(Dataset rows showing where objects appear)
- - -

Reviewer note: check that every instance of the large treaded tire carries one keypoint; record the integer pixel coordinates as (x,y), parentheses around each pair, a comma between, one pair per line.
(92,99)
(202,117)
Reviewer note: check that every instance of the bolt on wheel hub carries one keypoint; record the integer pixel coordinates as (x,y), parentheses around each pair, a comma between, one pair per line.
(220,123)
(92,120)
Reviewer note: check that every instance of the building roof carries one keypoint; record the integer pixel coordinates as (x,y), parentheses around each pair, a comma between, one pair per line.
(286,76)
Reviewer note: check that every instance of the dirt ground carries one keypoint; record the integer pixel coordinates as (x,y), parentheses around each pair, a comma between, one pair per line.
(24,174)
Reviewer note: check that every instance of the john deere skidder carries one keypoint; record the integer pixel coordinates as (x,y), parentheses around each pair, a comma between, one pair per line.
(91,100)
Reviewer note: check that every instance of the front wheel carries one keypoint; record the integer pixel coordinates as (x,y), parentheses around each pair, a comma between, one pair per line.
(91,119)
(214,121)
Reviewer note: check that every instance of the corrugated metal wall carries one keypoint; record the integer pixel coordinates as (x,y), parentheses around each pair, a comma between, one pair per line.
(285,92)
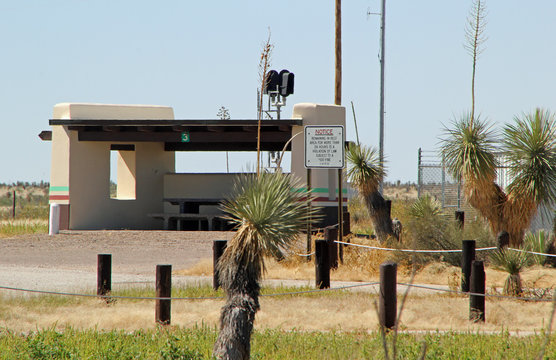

- - -

Problem - Lay out every line of the rows above as a numbered list, skipping any blank lines. Leave the pictures out.

Response below -
1. Reviewer note: check that every instance of the large treaded tire carries one keypoint; record the integer pixel coordinates as (x,y), parentheses around each pair, a comma between, one pair per line.
2. (92,99)
3. (202,117)
4. Reviewer note: check that every instance of the bolt on wheel hub carries one keypoint; record the integer pixel coordinates as (x,y), parentheses around each pair, a comma between, one pair per line.
5. (220,123)
6. (92,120)
7. Reviewer note: check that every instance of the building roof carries one keypoint; record the integer pixel coordinates as (x,y), parentheses around each pair, a comma between, one pair per line.
8. (286,76)
9. Reviewer note: check that every instance of the dirt ground carries one keypoint; record the integer pixel coordinates as (x,y), parentheses around each pair, a comma between, one pair per line.
10. (24,174)
11. Reviewer note: check that every instance of the john deere skidder carries one keypoint; record the integer pixel coordinates as (x,y), parentheses around each pair, a comma between, one pair per line.
12. (91,100)
13. Reviewer note: check that every instance of the front wheel carries one keypoint; record the integer pixel coordinates as (x,y), parentheses around each pair, a comma between, one pair per line.
14. (91,119)
15. (214,121)
16. Reviewer note: check that every instance of the corrugated metal wall carries one keypoint; record the integer pixel coordinates as (x,y), parentheses around each pair, a comma between, one pair per line.
17. (285,92)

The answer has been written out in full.